WHAT YOU ARE ASKED TO DO
Please copy out, word for word, the rows below. Begin at the line that contains "If you could pick out the trimmed" and continue through the final row.

SUPPLIED INFORMATION
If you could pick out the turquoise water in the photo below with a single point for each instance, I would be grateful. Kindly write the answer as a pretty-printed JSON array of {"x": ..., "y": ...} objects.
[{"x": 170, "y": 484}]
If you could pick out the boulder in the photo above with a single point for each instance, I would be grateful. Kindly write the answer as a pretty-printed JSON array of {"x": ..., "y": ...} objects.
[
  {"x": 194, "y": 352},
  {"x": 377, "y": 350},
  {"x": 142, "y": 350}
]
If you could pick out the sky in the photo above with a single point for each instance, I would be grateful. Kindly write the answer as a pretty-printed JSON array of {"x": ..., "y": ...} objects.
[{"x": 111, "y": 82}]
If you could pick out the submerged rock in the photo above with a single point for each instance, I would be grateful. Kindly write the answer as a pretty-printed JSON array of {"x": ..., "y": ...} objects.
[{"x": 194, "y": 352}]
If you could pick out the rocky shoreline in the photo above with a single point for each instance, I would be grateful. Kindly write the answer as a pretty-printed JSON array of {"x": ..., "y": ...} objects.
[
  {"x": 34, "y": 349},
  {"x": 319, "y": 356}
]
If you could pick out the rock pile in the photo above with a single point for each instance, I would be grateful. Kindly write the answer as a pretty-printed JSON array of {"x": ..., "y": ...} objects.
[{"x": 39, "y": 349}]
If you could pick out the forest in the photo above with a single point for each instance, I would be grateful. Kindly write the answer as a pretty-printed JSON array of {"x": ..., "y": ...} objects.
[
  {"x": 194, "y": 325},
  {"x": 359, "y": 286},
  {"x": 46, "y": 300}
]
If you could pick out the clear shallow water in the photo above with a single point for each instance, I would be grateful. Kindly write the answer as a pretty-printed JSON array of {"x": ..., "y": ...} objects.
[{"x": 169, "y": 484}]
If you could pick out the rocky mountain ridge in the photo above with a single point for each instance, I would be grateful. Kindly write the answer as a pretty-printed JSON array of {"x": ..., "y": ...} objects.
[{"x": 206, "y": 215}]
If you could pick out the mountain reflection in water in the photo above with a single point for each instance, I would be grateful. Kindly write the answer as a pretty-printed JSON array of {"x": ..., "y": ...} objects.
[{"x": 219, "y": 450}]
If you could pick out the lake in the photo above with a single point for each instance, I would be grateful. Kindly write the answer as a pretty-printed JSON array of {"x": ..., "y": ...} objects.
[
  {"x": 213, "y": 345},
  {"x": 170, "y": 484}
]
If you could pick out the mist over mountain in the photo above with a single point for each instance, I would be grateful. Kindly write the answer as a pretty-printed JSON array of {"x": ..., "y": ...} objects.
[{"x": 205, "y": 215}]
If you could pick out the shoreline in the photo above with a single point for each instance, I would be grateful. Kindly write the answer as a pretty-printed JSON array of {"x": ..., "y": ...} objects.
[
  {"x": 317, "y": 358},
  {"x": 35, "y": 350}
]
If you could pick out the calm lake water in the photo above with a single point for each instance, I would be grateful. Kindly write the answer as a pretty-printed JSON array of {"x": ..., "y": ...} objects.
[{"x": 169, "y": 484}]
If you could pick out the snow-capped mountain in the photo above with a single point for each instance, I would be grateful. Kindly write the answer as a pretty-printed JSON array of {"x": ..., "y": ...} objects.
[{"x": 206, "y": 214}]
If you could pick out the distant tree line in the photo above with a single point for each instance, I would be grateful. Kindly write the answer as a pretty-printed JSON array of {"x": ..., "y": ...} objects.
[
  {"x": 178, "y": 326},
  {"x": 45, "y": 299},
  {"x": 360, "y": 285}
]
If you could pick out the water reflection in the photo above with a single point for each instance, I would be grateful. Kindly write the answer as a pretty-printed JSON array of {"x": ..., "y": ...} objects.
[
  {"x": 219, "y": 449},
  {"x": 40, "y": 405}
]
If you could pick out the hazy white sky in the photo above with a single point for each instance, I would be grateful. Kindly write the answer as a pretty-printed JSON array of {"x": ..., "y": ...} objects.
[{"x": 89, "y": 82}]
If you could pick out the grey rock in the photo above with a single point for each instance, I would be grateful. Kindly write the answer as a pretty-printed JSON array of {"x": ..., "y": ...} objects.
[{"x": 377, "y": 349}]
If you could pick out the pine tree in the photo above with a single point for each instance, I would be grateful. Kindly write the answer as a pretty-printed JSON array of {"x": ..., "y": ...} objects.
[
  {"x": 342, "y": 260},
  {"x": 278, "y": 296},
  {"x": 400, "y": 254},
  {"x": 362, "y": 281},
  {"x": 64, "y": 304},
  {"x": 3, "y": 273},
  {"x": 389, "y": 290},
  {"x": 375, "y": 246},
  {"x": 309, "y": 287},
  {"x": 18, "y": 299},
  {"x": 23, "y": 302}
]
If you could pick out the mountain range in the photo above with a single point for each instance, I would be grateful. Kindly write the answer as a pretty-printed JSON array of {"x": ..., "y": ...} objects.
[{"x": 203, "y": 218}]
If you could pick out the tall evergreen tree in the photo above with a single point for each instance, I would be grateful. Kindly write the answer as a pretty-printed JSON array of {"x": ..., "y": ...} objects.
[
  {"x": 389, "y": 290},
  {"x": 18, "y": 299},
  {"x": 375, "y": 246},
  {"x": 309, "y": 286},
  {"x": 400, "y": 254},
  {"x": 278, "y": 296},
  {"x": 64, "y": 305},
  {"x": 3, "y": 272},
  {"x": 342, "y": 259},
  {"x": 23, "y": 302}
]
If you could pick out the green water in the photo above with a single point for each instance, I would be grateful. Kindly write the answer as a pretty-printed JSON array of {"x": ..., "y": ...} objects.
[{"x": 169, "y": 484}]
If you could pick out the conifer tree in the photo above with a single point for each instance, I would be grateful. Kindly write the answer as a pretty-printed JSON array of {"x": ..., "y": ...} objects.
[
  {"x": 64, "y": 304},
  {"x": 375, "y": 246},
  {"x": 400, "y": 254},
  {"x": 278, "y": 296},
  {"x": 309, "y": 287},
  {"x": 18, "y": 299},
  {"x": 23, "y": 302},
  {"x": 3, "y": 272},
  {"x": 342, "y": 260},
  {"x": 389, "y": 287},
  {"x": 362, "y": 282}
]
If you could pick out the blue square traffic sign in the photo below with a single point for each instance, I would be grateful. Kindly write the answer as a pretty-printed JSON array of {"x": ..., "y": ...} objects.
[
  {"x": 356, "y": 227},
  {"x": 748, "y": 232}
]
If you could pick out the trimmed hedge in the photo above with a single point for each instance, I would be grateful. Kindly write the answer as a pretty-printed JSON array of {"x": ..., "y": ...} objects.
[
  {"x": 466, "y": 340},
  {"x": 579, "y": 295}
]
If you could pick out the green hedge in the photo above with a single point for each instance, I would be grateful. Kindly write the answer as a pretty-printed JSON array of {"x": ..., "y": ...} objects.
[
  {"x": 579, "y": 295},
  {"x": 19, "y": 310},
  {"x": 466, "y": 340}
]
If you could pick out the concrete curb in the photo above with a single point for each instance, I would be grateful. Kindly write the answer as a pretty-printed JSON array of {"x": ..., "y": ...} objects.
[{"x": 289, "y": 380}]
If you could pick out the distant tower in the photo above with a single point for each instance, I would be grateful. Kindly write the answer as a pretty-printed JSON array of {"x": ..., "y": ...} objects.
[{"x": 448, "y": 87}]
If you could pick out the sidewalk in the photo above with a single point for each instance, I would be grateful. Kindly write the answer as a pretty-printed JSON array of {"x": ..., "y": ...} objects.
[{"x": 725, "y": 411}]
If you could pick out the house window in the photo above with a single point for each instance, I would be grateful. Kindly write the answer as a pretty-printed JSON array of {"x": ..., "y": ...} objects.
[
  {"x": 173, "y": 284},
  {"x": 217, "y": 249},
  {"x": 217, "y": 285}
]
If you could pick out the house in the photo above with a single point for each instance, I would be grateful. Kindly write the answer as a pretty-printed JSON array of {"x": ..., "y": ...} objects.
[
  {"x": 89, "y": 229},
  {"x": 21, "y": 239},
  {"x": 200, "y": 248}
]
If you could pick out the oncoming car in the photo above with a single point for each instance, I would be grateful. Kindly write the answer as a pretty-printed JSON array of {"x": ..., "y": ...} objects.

RESULT FOR THIS EXERCISE
If you could pick out the trimmed hedge in the photo above with a single point for each instance, I would be grateful. Kindly write the answer as a pretty-printed JSON array of {"x": ..., "y": ...} objects.
[
  {"x": 466, "y": 340},
  {"x": 579, "y": 295}
]
If you could pick out the green hedge in the photo above with a single point for each instance, I would be grateful. Kindly write the answer as a pretty-printed JSON array of {"x": ..., "y": ...} objects.
[
  {"x": 579, "y": 295},
  {"x": 19, "y": 310},
  {"x": 466, "y": 340}
]
If you could pick out the concrete curb in the photo above with a single point for each instance, I would be grateful. Kindly write the answer as a pretty-printed JSON array of {"x": ..., "y": ...} objects.
[{"x": 289, "y": 380}]
If you could pick out the distant tower in the photo above with a single point for each instance, I would be grateful. Kindly write the answer as a pretty-printed JSON array of {"x": ..., "y": ...} objects.
[{"x": 448, "y": 87}]
If you could pick out the sidewalk in the photo above with a single point for each instance, I would be grateful. Kindly write the answer as a pretty-printed JSON array of {"x": ..., "y": ...} objects.
[{"x": 725, "y": 411}]
If you could pick out the house window in the photo above with a single point for each instance, I would be grateful. Kindly write the answer as a pretty-printed JSON array of {"x": ..., "y": ...} objects.
[
  {"x": 173, "y": 284},
  {"x": 217, "y": 249},
  {"x": 217, "y": 285}
]
If you could pick out the house in the photo above with a single point for each instance, I would be grateful. Kindly write the answer as a pretty-printed JSON array of {"x": ..., "y": ...} objects.
[
  {"x": 89, "y": 229},
  {"x": 21, "y": 239},
  {"x": 200, "y": 248}
]
If you could pick out the oncoming car in the photo above with a single point for each instance, I would be grateful. Kindly write the answer as a pretty-printed JSON array of {"x": ..., "y": ...} objects.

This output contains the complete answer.